## Task statement
In the material below, copy word for word every line from the line with "Practice: locate the blue wheel" to the line with "pixel 196 337", including both of those lines.

## Dataset rows on where objects appear
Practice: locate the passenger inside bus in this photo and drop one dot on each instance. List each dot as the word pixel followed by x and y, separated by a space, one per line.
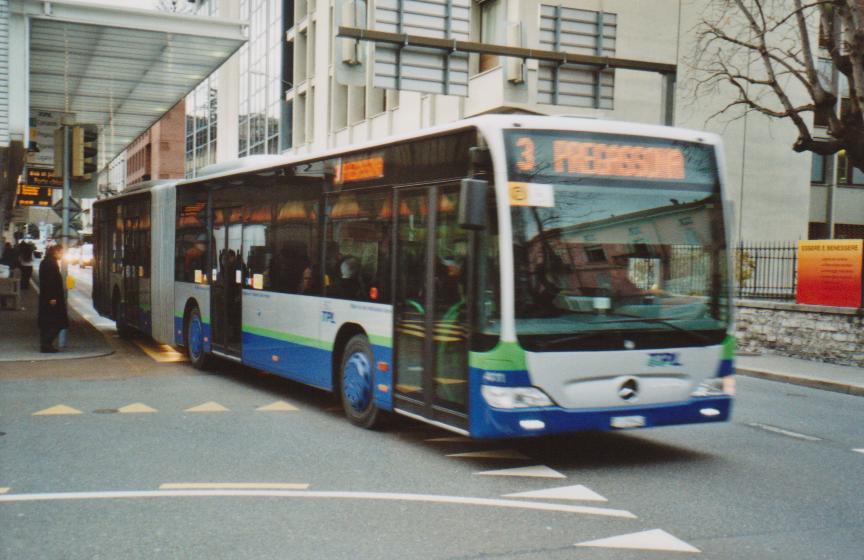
pixel 349 284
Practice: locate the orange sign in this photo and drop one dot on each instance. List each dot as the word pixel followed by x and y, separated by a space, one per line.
pixel 829 272
pixel 360 170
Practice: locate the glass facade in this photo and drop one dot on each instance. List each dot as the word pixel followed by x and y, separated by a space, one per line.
pixel 201 114
pixel 260 78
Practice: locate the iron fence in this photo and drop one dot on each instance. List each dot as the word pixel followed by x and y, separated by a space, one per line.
pixel 766 270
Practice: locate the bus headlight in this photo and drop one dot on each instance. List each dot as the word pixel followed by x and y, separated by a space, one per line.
pixel 514 397
pixel 716 387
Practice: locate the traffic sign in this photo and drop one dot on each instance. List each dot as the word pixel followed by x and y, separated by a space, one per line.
pixel 74 208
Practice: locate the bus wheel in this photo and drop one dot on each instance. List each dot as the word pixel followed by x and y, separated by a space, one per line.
pixel 193 336
pixel 356 379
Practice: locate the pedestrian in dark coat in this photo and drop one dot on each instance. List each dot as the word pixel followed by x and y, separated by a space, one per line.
pixel 52 300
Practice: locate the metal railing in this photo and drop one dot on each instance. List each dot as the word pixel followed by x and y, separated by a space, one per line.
pixel 766 270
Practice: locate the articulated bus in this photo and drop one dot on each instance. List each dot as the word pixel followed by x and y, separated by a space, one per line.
pixel 502 276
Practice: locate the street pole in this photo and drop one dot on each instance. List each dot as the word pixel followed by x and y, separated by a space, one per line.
pixel 67 189
pixel 67 195
pixel 832 191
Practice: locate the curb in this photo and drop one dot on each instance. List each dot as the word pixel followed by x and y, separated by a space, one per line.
pixel 823 384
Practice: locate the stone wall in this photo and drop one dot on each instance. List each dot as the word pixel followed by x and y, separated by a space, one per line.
pixel 812 332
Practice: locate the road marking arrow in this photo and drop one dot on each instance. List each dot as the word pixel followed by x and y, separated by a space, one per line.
pixel 577 492
pixel 655 539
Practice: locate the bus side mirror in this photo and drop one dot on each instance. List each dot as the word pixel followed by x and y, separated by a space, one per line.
pixel 472 204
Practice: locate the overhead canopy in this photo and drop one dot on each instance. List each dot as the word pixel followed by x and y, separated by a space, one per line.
pixel 120 68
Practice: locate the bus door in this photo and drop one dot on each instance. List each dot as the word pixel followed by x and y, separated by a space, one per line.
pixel 131 311
pixel 227 288
pixel 430 330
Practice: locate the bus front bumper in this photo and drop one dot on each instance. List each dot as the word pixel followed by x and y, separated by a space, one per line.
pixel 488 422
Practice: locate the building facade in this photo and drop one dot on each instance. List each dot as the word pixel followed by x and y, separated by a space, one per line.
pixel 296 87
pixel 159 152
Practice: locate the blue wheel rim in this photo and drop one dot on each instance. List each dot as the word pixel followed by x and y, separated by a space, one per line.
pixel 357 381
pixel 196 337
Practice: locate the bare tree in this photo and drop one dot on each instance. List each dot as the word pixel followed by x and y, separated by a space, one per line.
pixel 768 51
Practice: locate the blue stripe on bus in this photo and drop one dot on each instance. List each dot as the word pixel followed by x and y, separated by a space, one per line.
pixel 488 422
pixel 312 365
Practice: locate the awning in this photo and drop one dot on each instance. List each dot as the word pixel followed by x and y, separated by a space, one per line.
pixel 120 68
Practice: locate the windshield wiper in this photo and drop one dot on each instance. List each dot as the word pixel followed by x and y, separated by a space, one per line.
pixel 569 338
pixel 666 322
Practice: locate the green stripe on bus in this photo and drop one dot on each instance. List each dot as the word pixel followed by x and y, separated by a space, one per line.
pixel 385 341
pixel 178 315
pixel 287 337
pixel 507 356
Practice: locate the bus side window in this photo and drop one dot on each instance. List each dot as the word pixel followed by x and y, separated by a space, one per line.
pixel 357 249
pixel 293 244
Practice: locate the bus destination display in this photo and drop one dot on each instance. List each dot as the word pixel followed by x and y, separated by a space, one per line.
pixel 554 154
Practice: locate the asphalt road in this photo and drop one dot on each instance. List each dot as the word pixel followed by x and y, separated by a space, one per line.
pixel 136 467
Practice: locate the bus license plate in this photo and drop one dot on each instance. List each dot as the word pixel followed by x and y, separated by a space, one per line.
pixel 624 422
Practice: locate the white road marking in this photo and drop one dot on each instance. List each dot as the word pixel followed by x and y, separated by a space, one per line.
pixel 455 439
pixel 538 471
pixel 208 407
pixel 135 408
pixel 656 539
pixel 233 486
pixel 58 410
pixel 385 496
pixel 577 492
pixel 278 406
pixel 776 430
pixel 491 454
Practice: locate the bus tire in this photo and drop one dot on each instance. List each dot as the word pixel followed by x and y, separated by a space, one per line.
pixel 193 338
pixel 357 384
pixel 123 329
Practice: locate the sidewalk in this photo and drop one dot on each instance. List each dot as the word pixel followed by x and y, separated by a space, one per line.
pixel 819 375
pixel 19 334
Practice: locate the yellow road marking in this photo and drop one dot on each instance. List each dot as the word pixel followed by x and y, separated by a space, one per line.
pixel 160 352
pixel 233 486
pixel 208 407
pixel 57 410
pixel 135 408
pixel 278 406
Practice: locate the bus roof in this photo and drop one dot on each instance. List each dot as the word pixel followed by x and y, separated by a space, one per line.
pixel 489 125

## Answer
Practice: locate the blue wheel rim in this photo and drop one dot on each instance. List each dot as the word pixel followed by x and y, separated by a space, one per line.
pixel 357 381
pixel 196 337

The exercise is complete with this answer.